Exercise prompt: Write the next few paragraphs of the post about the Canadian lawsuit against the FATCA agreement legislation, starting after its final sentence.

THE INTENDED FOCUS OF THIS POST IS THE ALLIANCE FOR THE DEFENCE OF CANADIAN SOVEREIGNTY (ADCS) FATCA IGA LEGISLATION TRIAL IN CANADA HELD ON JANUARY 28, 2019.
The Government of Canada (who we are suing), together with some commenters on this site, strongly emphasize that Canadians should thank their lucky stars because they can easily get out of any FATCA-related “problems” (e.g., Canada won’t collect on behalf of the IRS at the present time, IRS at present time is not prosecuting all those turned over by FATCA, American interference is only hypothetical, “US citizens in Canada don’t seem to have much to fear from America or Canada, apart from the pointless automatic reporting. Canada may in fact be the last remaining country in the world where dual citizen status isn’t risky.” etc.). Why then did our Plaintiffs put themselves personally at financial risk with this lawsuit?
One reason for this trial is that Plaintiffs Gwen and Kazia want Canada’s FATCA IGA legislation, infringing on their privacy (Charter section 8) and equality (section 15) rights, declared unconstitutional by Canada’s Federal Court — and that a lawsuit is the way to achieve this specific objective.
Do privacy and equality rights matter? Should we care?
Plaintiffs also say in their court submission: “Canada effectively maintains that it enacted the Impugned Provisions under duress from a foreign state. The Court should be very slow to accept this as a justification for infringements of the Charter. Canada is expected to defend the constitutional rights and freedoms of its citizens and not bargain them away or capitulate to threats from a foreign bully state.”
Is it important that Canada be a sovereign nation and not bargain away Charter rights because of a threat from a foreign bully? Does standing up to a foreign bully matter?
The CBC tells us that information on 600,000 accounts/year has been turned over to the US IRS during the past years. Even those who do not support Plaintiffs’ lawsuit would likely admit that at least “some” of the accountholders did not give consent for the turnover — meaning that the loss of Charter rights is not hypothetical.

Recorded information:
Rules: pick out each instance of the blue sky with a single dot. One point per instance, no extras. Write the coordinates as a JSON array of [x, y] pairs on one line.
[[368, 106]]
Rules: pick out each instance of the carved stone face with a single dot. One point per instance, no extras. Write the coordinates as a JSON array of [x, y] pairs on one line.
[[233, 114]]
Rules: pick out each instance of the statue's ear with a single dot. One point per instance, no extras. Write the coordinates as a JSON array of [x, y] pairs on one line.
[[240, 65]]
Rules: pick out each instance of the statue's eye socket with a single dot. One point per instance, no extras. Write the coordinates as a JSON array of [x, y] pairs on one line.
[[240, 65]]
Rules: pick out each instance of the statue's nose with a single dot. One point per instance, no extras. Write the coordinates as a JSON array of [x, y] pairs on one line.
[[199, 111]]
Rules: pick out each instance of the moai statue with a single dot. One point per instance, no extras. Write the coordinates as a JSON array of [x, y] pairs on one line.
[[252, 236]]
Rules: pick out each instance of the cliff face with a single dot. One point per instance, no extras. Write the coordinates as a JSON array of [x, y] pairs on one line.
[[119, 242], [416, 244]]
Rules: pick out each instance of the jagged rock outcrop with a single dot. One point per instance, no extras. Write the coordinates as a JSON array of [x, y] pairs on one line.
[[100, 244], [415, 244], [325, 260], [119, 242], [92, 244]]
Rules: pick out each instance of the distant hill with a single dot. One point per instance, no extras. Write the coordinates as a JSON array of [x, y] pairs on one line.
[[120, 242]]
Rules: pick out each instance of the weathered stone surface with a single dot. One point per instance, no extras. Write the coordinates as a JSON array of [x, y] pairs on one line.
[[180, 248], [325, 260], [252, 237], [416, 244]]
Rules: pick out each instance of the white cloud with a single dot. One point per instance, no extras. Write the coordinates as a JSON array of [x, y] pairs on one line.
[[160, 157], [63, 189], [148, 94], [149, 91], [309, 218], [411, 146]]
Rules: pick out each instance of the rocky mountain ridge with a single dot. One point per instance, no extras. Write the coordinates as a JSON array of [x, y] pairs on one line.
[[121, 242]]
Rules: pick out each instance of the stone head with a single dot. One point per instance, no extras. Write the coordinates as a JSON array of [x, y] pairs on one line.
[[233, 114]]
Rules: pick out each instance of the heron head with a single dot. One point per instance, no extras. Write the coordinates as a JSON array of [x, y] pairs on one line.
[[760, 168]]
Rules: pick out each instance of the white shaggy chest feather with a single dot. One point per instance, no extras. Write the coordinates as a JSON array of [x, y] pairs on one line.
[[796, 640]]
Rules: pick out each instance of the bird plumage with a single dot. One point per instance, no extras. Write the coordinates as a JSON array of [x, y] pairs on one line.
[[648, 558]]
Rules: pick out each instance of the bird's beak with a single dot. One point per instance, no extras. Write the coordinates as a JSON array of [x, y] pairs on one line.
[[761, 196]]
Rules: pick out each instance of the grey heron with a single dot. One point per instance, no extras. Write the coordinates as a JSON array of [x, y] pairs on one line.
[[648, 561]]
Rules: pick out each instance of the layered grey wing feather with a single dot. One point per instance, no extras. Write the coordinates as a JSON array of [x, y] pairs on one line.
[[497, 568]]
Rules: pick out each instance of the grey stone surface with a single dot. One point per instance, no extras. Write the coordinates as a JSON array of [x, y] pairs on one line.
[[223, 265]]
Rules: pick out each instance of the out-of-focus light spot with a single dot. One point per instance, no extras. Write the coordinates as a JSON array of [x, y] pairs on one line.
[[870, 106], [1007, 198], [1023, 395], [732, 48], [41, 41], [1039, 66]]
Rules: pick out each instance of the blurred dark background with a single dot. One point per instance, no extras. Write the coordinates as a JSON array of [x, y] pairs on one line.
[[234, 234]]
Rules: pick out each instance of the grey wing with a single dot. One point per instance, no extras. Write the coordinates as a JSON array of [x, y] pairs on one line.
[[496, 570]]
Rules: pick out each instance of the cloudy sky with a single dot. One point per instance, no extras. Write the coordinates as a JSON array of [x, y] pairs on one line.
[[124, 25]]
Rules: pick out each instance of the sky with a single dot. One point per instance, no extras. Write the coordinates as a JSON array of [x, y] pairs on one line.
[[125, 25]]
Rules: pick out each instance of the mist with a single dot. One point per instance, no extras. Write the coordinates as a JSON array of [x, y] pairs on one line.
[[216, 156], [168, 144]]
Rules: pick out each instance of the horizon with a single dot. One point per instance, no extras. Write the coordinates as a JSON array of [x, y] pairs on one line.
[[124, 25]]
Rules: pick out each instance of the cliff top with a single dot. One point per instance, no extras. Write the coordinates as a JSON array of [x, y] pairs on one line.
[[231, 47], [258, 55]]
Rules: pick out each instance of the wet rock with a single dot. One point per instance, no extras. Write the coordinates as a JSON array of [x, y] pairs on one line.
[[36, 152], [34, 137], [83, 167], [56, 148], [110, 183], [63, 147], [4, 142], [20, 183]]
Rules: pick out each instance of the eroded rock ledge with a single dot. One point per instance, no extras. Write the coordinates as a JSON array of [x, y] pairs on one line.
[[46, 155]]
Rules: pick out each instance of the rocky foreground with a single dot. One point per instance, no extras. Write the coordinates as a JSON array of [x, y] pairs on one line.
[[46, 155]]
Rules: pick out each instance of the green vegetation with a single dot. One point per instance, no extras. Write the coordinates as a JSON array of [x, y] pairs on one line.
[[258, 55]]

Reply to the exercise:
Gwen and Kazia believe, and shouldn’t this really be obvious to all Canadians?, that the loss of our Charter rights, the loss of Canada’s sovereignty, and the loss of dignity of a subgroup of Canadian citizens, are more than, as some commenters argue, just “a relatively abstract sort of harm”.
Canada argues no harm caused by the FATCA IGA, but does acknowledge that if Charter rights are infringed, it had plenty of justification to do so — Canada had no choice but to comply with United States FATCA demands and could not have said “no”.
The lawsuit began during the time of the Harper Conservative government. We had hoped that when the Liberals came to power, there would be no need to continue the lawsuit, because of statements made on June 25, 2015 by Justin Trudeau to ADCS (“The Government of Canada has a responsibility to stand up for its citizens when foreign governments are encroaching on their rights. We believe that the [FATCA] deal reached between Canada and the U.S. is insufficient to protect Canadians.”) — but this was not to be, and the lawsuit continues even with the change in government.
When reading the diverse comments below on a variety of topics please try to consider what Plaintiffs’ Gwen and Kazia want to achieve, on behalf of all Canadians, with their lawsuit.
More discussion of the lawsuit below:
THANKS TO our brave Plaintiffs Gwen, Kazia, and Ginny, witnesses, supporters who never stopped giving, and lawyers Joe Arvay and Arden Beddoes— and thanks to the Federal Court for selecting this trial for the very first live webcast
Our Alliance for the Defence of Canadian Sovereignty’s FATCA IGA legislation lawsuit finally (almost five years after ADCS incorporation as a non-profit) came to a Charter-Constitutional trial in Canadian Federal Court. It was held in Vancouver British Columbia from January 28 – February 1, 2019. We expect a decision in June or so of this year.
See our ADCS legal counsel John Richardson interviewed by CBC on the FATCA trial. In 2016 and 2017 private information on a total of 600,000 private accounts were turned over by Canada to the U.S. IRS each year. Read the Court submissions.
SOME OF THE TRIAL EVENTS:
DAY FIVE: Canada argues that our Plaintiffs have no standing. Arvay responds that the fact that Plaintiffs are designated US persons and have banking accounts at risk should be enough. Also mentions the public interest in this case and that Plaintiffs are carrying the torch for all those designated as US persons in Canada.
Discussion of remedy: (Section 24 vs. 52 vs. Declaration). Arvay asks that primary remedy sought be section 52. Canadian Charter section 52 says: “The Constitution of Canada is the supreme law of Canada, and any law that is inconsistent with the provisions of the Constitution is, to the extent of the inconsistency, of no force or effect“.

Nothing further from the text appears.